[Bir veri kümesinden öğeler]
*-*-*
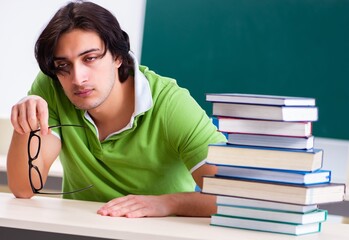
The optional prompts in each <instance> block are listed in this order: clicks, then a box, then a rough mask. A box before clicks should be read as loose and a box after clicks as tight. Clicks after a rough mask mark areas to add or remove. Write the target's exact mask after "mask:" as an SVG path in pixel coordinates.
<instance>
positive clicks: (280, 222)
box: [211, 214, 321, 236]
mask: <svg viewBox="0 0 349 240" xmlns="http://www.w3.org/2000/svg"><path fill="white" fill-rule="evenodd" d="M211 225H212V226H220V227H232V228H240V229H247V230H256V231H264V232H272V233H281V234H289V235H296V236H298V235H304V234H310V233H316V232H320V231H321V222H320V223H309V224H293V223H284V222H273V221H265V220H257V219H249V218H239V217H233V216H224V215H218V214H214V215H212V216H211Z"/></svg>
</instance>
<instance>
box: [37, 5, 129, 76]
mask: <svg viewBox="0 0 349 240" xmlns="http://www.w3.org/2000/svg"><path fill="white" fill-rule="evenodd" d="M73 29H82V30H86V31H93V32H96V33H97V34H98V35H99V37H100V38H101V39H102V41H103V43H104V45H105V51H104V53H103V56H104V55H105V54H106V52H107V50H109V51H110V53H111V55H112V56H113V57H114V58H115V59H116V58H117V57H121V58H122V64H121V66H120V68H119V78H120V82H124V81H125V80H126V79H127V78H128V76H129V75H130V74H131V73H132V72H133V60H132V58H131V56H130V55H129V50H130V41H129V37H128V35H127V33H126V32H124V31H123V30H122V29H121V27H120V24H119V22H118V21H117V19H116V18H115V16H114V15H113V14H112V13H111V12H109V11H108V10H106V9H105V8H103V7H101V6H99V5H97V4H95V3H92V2H84V1H76V2H70V3H68V4H67V5H66V6H64V7H62V8H60V9H59V10H58V11H57V12H56V14H55V15H54V16H53V17H52V19H51V20H50V21H49V23H48V24H47V26H46V27H45V29H44V30H43V31H42V33H41V34H40V36H39V38H38V40H37V41H36V44H35V58H36V60H37V62H38V64H39V67H40V69H41V71H42V72H43V73H45V74H46V75H48V76H50V77H51V78H53V79H57V71H56V68H55V66H54V61H53V60H54V59H53V58H54V51H55V48H56V45H57V41H58V39H59V37H60V36H61V35H62V34H63V33H66V32H69V31H71V30H73Z"/></svg>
*-*-*
Alıştırma Gereksinimleri: Listenin tamamını "rough mask" ifadesi yerine "coarse mask" yazarak düzenleyiniz; diğer her şeyi değiştirmeyiniz. Resimleri yanıta eklemeyiniz.

Yanıt Aşağıdadır:
The optional prompts in each <instance> block are listed in this order: clicks, then a box, then a coarse mask. A box before clicks should be read as loose and a box after clicks as tight. Clicks after a coarse mask mark areas to add or remove. Write the target's exact mask after "mask:" as an SVG path in pixel coordinates.
<instance>
positive clicks: (280, 222)
box: [211, 214, 321, 236]
mask: <svg viewBox="0 0 349 240" xmlns="http://www.w3.org/2000/svg"><path fill="white" fill-rule="evenodd" d="M211 225H212V226H220V227H232V228H240V229H247V230H256V231H264V232H272V233H281V234H289V235H296V236H298V235H304V234H310V233H316V232H320V231H321V222H320V223H309V224H293V223H284V222H273V221H265V220H257V219H249V218H239V217H233V216H224V215H218V214H214V215H212V216H211Z"/></svg>
</instance>
<instance>
box: [37, 5, 129, 76]
mask: <svg viewBox="0 0 349 240" xmlns="http://www.w3.org/2000/svg"><path fill="white" fill-rule="evenodd" d="M73 29H82V30H86V31H93V32H96V33H97V34H98V35H99V37H100V38H101V39H102V41H103V43H104V45H105V51H104V53H103V56H104V55H105V54H106V52H107V50H109V51H110V53H111V55H112V56H113V57H114V58H115V59H116V58H117V57H121V58H122V64H121V66H120V68H119V78H120V82H124V81H125V80H126V79H127V78H128V76H129V75H130V74H131V73H132V72H133V60H132V58H131V56H130V55H129V50H130V41H129V37H128V35H127V33H126V32H124V31H123V30H122V29H121V27H120V24H119V22H118V21H117V19H116V18H115V16H114V15H113V14H112V13H111V12H109V11H108V10H106V9H105V8H103V7H101V6H99V5H97V4H95V3H92V2H84V1H76V2H70V3H68V4H67V5H66V6H64V7H62V8H60V9H59V10H58V11H57V12H56V14H55V15H54V16H53V17H52V19H51V20H50V21H49V23H48V24H47V26H46V27H45V29H44V30H43V31H42V33H41V34H40V36H39V38H38V40H37V41H36V44H35V58H36V60H37V62H38V64H39V67H40V69H41V71H42V72H43V73H45V74H46V75H48V76H50V77H51V78H53V79H57V71H56V68H55V66H54V61H53V60H54V59H53V58H54V51H55V48H56V45H57V41H58V39H59V37H60V36H61V35H62V34H63V33H66V32H69V31H71V30H73Z"/></svg>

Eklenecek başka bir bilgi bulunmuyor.